▶ **阅读材料**
•••

K-Nearest Neighbor理解笔记（KNN原理及代码实现）

最新推荐文章于 2023-04-03 15:33:34 发布

DylanYeung

最新推荐文章于 2023-04-03 15:33:34 发布

阅读量7.5k

点赞数 11

分类专栏：机器学习文章标签： KNN 机器学习

本文链接：https://blog.csdn.net/weixin_38419133/article/details/90814431

版权

机器学习专栏收录该内容

1 篇文章 0 订阅

订阅专栏

邻近算法(Nearest Neighbor)

概念原理

算法分析

代码实现

K近邻算法（K-Nearest Neighbor）

邻近算法(Nearest Neighbor)

概念原理

邻近算法(Nearest Neighbor)的思想实际上十分简单，就是将测试图片和储存起来的训练集一一进行相似度计算，计算出最相近的图片，这张图片的标签便是赋给测试图片的分类标签。

那么如何比较两组数据之间的相似长度呢？

算法分析

最常用的两种方式： ①L1距离(Manhattan distance)

②L2距离(Euclidean distance)

一、Manhattan distance

计算公式：

$\displaystyle d_1(I_1,I_2)=\sum_p|I^p_1-I^p_2|$

在图片上的具体反映：

在上述图片中最右侧的数字就是distance

两张图片使用L1距离来进行比较。逐个像素求差值，然后将所有差值加起来得到一个数值。如果两张图片一模一样，那么L1距离为0，但是如果两张图片很是不同，那L1值将会非常大。

代码实现：

#coding: utf-8
import numpy as np
import cv2 as cv
import _pickle as pickle

def load_CIFAR10(filename):
    """载入cifar数据集的一个batch"""
    training_file = filename + "/data_batch_1"
    testing_file = filename + "/test_batch"

    #载入训练集
    with open(training_file, 'rb') as f:
        data = pickle.load(f, encoding='iso-8859-1')
        Xtr = data['data']
        Xtr = Xtr[:300]   #由于一个batch中有10000张图片，碍于计算速度，这里只载入300张图片
        Ytr = data['labels']
        Ytr = Ytr[:300]


    #载入测试集
    with open(testing_file, 'rb') as f:
        data = pickle.load(f, encoding='iso-8859-1')
        Xte = data['data']
        Xte = Xte[:300]    #同上诉处理
        Yte = data['labels']
        Yte = Yte[:300]

    return Xtr, Ytr, Xte, Yte  #返回数据


#邻近算法
class NearestNeighbor(object):
    def __init__(self):
        pass

    def train(self, X, Y):
        self.Xtr = X
        self.Ytr = Y

    #计算Manhattan距离
    def predict_L1(self, X):
        num_test = X.shape[0]
        Ypred = np.zeros(num_test)

•••

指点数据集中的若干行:
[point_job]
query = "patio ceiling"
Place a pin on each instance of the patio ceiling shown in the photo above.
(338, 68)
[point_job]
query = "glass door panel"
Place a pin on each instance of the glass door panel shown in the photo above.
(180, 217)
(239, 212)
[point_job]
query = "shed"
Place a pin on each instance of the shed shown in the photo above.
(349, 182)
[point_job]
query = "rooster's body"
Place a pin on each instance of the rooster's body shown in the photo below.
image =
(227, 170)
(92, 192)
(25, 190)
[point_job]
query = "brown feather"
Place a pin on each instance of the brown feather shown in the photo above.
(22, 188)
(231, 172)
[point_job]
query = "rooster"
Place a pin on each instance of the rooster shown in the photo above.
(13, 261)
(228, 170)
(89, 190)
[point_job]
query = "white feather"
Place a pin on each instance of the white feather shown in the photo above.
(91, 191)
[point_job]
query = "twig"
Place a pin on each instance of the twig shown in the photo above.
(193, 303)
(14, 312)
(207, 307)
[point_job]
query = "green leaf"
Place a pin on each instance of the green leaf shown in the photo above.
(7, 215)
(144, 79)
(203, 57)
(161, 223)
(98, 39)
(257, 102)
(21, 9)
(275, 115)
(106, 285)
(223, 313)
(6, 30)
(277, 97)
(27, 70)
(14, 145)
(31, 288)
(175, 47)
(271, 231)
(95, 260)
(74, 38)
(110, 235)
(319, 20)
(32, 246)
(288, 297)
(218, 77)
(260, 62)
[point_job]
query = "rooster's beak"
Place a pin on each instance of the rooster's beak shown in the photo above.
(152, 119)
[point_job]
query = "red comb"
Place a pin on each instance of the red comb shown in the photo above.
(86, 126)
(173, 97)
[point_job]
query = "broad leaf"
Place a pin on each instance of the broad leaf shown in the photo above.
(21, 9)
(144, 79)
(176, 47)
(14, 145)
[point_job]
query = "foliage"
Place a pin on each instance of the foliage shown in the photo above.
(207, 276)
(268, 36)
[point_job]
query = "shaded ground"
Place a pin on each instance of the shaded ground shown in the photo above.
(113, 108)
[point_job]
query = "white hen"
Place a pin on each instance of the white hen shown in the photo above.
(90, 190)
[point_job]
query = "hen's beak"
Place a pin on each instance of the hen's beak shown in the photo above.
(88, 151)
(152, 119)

•••

▶ **任务 1**
按照KNN笔记的说法，两张完全相同的图片的L1距离是多少？
▶ **任务 2**
从KNN笔记的最后一行之后接着往下写。

▶ **书面回答 1**
L1距离为0。

▶ **书面回答 2**
        #计算训练集和测试集之间的距离
        for i in range(num_test):
            #print("i:  " ,i)
            distances = np.sum(np.abs(self.Xtr - X[i, :]), axis=1)
            min_index = np.argmin(distances)
            Ypred[i] = self.Ytr[min_index]
        return Ypred

    #计算Euclidean距离
    def predict_L2(self, X):
        num_test = X.shape[0]
        Ypred = np.zeros(num_test)

        for i in range(num_test):
            #print("i:  " ,i)
            distances = np.sqrt(np.sum(np.square(self.Xtr - X[i,:]), axis = 1))
            min_index = np.argmin(distances)
            Ypred[i] = self.Ytr[min_index]
        return Ypred


Xtr, Ytr, Xte, Yte = load_CIFAR10("./data/cifar-10")

#进行Nearest Neighbor运算
nn = NearestNeighbor()
nn.train(Xtr, Ytr)
Yte_predict = nn.predict_L2(Xte)
print(Yte_predict)
print('accuracy: %f' % (np.mean(Yte_predict == Yte)))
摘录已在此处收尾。